**Exercise description:**
Express the stretch that opens with the line containing "the white wall" and closes with the last line as a JSON list of strings, one string per line, leaving out any blank lines.

== Stored data ==

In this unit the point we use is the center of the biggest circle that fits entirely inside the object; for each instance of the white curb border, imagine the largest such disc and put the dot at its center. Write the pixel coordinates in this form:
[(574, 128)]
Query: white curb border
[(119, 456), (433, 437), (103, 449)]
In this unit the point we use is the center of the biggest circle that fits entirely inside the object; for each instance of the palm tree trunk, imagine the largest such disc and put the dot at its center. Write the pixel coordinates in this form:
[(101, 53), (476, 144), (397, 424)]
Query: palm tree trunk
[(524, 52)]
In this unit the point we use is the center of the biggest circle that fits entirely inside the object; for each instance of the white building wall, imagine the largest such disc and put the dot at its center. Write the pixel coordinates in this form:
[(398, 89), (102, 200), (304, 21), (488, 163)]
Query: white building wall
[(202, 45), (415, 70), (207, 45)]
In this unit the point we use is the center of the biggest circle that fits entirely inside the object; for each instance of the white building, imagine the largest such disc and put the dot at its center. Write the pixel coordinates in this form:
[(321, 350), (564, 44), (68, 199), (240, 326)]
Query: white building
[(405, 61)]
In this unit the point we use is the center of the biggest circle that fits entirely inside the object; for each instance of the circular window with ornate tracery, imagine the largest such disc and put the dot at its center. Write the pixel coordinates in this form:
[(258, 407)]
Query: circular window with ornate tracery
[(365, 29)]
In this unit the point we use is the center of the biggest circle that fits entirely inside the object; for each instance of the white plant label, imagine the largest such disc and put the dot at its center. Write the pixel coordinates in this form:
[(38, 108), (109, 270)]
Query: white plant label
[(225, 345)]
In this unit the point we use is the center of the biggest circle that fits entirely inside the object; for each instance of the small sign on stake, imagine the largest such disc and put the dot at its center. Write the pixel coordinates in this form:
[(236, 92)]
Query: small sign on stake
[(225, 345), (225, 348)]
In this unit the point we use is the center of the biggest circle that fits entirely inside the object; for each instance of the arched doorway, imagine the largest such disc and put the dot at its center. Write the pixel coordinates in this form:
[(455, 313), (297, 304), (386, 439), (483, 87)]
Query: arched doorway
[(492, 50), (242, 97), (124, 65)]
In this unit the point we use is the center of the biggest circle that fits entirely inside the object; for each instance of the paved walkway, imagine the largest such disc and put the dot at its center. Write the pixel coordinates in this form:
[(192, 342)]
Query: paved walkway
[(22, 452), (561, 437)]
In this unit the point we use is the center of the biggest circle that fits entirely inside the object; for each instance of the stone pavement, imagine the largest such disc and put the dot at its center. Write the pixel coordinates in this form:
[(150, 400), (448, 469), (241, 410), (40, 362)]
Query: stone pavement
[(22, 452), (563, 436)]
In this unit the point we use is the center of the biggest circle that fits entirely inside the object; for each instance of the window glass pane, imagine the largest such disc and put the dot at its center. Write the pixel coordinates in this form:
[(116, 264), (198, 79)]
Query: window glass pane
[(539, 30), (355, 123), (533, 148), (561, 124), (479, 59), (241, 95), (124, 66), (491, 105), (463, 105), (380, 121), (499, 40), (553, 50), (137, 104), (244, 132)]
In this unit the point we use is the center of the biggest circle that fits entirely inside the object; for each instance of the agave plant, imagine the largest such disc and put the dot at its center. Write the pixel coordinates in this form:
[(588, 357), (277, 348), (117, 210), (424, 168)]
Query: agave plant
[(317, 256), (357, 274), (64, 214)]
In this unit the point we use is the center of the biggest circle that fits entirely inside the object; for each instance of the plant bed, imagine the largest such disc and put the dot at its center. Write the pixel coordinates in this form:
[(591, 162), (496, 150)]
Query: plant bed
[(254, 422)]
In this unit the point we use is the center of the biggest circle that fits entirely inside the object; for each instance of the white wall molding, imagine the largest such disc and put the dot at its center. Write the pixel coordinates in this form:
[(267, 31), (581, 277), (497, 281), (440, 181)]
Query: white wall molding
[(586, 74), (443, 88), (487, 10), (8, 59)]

===

**Output of the exercise:**
[
  "In this unit the point we use is the center of the biggest circle that fits entirely inside the object; for each instance of the white wall molding, imagine the largest such disc and put the dot at its center. Write the pixel coordinates in this form:",
  "[(267, 31), (581, 277), (497, 281), (440, 181)]",
  "Query: white wall molding",
  "[(586, 74), (443, 88), (487, 10), (8, 59)]"
]